If i have a project which has a text file inside of it and i want to be able to read this text file which will be stored in my runnable jar then how can i do this? Currently i have a setup like this
public void someMethod()
{
File f = new File("aFileInEclipseResourcesFolder.txt");
doSomethingWithFile(f);
}
private void doSomethingWithFile(File f)
{
//print the data in the file;
}
The issue is the application cant locate the file if i use this approach but if i use a hard coded path to the file then it works. I know you can use getClass().getResourceAsStream() but this wont allow me to get the already written file in to a file object without rewriting it again, or is this assumption incorrect?
Regards
The getResourceAsStream delivers an InputStream you can use, just as a FileInputStream. You then can use:
InputStream is = getClass().getResourceAsStream("a/b/c/aFileInEclipseResourcesFolder.txt");
BufferedReader in = new BufferedReader(new InputStreamReader(is, "UTF-8")); // Or "Cp1252"?
...
You don't want to use getResourceAsStream() you want
public URL getResource(String name)
the URL will give you the path to the resource and you can create a File object from that.
When I had this problem around a year ago the only solution I found was finding the location of the jar file (which is actually just a zip file), going through it and finding the file I wanted.
There are better methods around but they never worked for me (go figure), so keep this as a last resort.

SUPPLIED ENTRIES:
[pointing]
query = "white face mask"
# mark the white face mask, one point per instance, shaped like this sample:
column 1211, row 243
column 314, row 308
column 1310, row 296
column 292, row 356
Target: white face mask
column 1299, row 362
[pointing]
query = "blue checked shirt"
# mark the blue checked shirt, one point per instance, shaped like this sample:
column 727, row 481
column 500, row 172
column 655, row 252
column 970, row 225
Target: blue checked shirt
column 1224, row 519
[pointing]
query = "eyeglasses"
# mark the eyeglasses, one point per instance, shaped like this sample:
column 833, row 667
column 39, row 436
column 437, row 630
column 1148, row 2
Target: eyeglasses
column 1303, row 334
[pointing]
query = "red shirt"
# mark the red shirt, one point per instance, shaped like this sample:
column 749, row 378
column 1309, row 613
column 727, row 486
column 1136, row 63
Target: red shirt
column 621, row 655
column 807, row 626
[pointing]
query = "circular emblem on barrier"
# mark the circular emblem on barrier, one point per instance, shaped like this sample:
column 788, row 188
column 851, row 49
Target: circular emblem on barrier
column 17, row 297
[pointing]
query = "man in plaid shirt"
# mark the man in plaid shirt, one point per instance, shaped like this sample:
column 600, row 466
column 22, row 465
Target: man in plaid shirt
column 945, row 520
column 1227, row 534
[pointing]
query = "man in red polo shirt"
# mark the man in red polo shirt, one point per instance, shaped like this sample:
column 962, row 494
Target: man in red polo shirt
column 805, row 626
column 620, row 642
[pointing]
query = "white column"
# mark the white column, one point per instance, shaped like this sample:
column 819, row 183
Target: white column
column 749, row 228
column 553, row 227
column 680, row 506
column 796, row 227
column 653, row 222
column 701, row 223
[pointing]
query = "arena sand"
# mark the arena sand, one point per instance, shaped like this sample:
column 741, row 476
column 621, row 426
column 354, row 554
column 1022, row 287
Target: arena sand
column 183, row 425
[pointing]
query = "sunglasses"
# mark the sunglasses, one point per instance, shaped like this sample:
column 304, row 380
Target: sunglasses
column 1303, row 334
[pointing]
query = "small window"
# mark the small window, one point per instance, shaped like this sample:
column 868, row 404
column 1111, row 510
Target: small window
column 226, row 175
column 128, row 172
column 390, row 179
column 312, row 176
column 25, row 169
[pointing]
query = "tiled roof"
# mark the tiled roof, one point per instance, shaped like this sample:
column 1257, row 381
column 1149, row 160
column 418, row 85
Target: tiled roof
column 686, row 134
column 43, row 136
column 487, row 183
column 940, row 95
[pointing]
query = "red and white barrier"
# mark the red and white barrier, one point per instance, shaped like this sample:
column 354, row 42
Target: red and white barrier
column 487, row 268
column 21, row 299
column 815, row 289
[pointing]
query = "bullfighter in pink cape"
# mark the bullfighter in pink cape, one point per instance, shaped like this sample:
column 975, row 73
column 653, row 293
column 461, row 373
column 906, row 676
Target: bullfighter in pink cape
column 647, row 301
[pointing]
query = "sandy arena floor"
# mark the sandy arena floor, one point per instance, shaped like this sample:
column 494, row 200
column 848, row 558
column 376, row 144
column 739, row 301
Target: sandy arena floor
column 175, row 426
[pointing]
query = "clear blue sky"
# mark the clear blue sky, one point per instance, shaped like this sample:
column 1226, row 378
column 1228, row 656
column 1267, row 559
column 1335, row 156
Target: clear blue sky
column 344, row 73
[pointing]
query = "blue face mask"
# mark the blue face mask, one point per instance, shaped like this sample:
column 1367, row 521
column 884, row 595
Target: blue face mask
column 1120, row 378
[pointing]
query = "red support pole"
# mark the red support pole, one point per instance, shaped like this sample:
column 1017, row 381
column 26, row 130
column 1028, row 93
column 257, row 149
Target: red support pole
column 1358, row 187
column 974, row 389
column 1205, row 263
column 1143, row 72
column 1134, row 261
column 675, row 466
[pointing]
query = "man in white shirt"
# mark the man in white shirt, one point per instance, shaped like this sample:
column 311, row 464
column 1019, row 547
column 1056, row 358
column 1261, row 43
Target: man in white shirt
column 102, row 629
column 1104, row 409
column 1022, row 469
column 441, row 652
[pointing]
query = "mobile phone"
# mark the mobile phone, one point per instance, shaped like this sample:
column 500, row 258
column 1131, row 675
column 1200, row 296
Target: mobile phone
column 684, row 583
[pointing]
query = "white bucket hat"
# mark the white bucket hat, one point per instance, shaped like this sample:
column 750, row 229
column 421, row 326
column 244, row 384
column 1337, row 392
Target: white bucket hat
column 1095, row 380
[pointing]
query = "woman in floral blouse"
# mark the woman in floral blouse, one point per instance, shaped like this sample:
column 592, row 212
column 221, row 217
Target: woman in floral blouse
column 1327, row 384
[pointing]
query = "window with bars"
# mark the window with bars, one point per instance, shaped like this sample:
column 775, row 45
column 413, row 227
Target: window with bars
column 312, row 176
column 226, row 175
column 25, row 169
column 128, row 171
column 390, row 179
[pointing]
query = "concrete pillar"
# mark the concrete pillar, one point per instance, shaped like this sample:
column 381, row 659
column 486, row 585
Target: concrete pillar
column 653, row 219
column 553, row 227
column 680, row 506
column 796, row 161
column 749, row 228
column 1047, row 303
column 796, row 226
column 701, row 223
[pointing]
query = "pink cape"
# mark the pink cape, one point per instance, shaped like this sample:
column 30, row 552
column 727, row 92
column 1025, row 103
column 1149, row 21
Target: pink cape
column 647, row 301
* * *
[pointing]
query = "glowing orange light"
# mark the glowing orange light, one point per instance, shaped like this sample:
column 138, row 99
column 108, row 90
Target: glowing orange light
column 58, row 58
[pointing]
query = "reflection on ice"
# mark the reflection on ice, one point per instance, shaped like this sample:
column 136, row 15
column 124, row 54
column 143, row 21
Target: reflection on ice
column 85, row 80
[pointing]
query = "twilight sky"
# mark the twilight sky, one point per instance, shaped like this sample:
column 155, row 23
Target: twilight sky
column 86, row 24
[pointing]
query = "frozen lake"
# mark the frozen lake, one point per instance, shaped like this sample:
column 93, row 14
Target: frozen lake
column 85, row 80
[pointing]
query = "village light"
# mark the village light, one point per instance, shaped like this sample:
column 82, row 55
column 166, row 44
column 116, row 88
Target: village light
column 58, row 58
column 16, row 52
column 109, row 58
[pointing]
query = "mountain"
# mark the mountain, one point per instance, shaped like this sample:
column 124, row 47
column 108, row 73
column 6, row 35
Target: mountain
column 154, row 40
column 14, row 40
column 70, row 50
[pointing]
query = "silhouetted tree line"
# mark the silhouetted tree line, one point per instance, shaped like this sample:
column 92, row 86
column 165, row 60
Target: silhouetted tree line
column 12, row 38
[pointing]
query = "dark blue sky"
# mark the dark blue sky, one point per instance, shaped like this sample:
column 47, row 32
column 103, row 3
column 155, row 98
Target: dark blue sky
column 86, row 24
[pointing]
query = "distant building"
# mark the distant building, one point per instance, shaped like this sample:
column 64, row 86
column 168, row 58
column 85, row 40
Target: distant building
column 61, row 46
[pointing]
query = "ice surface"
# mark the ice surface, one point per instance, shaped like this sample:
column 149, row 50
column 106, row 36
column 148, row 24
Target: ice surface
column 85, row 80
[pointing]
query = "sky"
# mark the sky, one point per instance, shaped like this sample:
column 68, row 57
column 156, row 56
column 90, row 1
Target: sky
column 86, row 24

SHORT TASK: From the thread about reading a text file inside a jar above, write out word for word the stretch from "When I had this" through "a last resort.".

RESPONSE TO THIS EXERCISE:
When I had this problem around a year ago the only solution I found was finding the location of the jar file (which is actually just a zip file), going through it and finding the file I wanted.
There are better methods around but they never worked for me (go figure), so keep this as a last resort.